Text provided:
○ ○ ○ ○ ○ ○ ○

This summer feels as if it’s lasted a lifetime.
It’s not even over yet, and I’m already starting to mourn its passing. It’s funny, moving back to Pullman, entering into what should be a familiar context, has felt so natural and so unsettling at the same time. The things that I anticipated would pose challenges have been (in no surprise) challenging. But there have been other aspects of coming back to the Palouse that has tugged on my mind and heart as well.
Instead of reflecting on who I was at the beginning of the summer though, my mind has been wandering back to who I was a year ago; a girl who was running away from what she had let the world make of her. Or maybe, more accurately, I was a girl running towards something, I just didn’t know what. I was excited to join a community of Cougs, Thetas, and college students all in the same boat of entering into a new fresh start. As I promised myself I wouldn’t be the same person I was in high school, I set out to find my place and experience everything WSU and Greek life had to offer.
And what I found was happiness.
It may have been in a fairly shallow sense, but at the time it's what I knew happiness to be, I didn’t know anything deeper. This was the happiest year I had had in so long and WSU gave me so many new people and experiences I would cherish. But now I see that God was preparing something even more joyous and fulfilling in my life that I couldn't even imagine. Just as I was running towards something greater than myself, GOD was running towards ME.
I think people just want to be known. And this summer I have never felt so known or seen in my life. Living in Christian community has taught me so much. Each woman in Christ I met taught me more and more of God’s character and truth. They showed me resiliency, patience, kindness, strength in vulnerability, and love. As Elevate ended and we eventually set off for the Palouse, I found myself feeling very “meh” about going back to school though.

○ ○ ○ ○ ○ ○ ○

[Items listed in a dataset]
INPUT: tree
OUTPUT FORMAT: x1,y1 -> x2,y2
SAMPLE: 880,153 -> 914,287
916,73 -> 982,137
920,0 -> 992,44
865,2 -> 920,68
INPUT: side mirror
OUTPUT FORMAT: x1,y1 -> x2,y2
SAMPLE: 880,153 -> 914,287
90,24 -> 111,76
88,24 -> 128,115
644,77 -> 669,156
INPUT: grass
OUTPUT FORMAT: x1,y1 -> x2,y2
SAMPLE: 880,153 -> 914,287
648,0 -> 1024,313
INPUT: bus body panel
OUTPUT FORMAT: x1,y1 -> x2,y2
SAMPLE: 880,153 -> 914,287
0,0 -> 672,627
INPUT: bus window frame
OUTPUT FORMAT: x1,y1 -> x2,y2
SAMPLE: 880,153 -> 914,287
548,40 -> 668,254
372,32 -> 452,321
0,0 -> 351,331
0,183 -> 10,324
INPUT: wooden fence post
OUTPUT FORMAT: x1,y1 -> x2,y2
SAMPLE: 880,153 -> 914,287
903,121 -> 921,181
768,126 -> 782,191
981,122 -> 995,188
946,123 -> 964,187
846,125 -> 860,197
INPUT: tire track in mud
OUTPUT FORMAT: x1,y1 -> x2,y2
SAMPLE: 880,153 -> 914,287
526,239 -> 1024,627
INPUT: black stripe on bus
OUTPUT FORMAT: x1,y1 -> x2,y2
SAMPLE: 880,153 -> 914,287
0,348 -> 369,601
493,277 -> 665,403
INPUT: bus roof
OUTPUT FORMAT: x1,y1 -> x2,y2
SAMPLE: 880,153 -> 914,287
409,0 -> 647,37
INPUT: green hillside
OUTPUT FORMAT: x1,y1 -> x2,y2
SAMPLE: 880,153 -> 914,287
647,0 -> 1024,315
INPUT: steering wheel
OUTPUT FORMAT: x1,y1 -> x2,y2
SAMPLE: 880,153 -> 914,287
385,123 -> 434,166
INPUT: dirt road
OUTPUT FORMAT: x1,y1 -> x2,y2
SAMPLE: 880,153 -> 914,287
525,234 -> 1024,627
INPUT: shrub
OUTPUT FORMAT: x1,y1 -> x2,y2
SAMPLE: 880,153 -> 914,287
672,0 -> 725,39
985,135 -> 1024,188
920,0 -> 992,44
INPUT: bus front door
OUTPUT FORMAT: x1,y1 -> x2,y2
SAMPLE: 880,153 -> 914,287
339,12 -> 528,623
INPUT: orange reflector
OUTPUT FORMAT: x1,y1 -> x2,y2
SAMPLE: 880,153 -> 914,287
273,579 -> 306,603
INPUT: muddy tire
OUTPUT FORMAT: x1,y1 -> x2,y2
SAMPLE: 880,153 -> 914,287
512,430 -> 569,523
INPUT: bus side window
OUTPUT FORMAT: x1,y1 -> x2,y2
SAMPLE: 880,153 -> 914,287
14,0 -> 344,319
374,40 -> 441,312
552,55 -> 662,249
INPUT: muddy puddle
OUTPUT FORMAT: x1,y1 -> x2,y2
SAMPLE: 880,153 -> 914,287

○ ○ ○ ○ ○ ○ ○

Tasks for this exercise:
(1) Answer these questions from the summer reflection:
(a) What town did the writer move back to?
(b) What does the writer say was found during the year at WSU?
(c) What did each woman in Christ the writer met teach?
(2) Quote the summer reflection between "Instead of reflecting" and "found was happiness.", inclusive.

Task solutions:
(1)
(a) Pullman
(b) Happiness
(c) More and more of God's character and truth

(2)
Instead of reflecting on who I was at the beginning of the summer though, my mind has been wandering back to who I was a year ago; a girl who was running away from what she had let the world make of her. Or maybe, more accurately, I was a girl running towards something, I just didn’t know what. I was excited to join a community of Cougs, Thetas, and college students all in the same boat of entering into a new fresh start. As I promised myself I wouldn’t be the same person I was in high school, I set out to find my place and experience everything WSU and Greek life had to offer.
And what I found was happiness.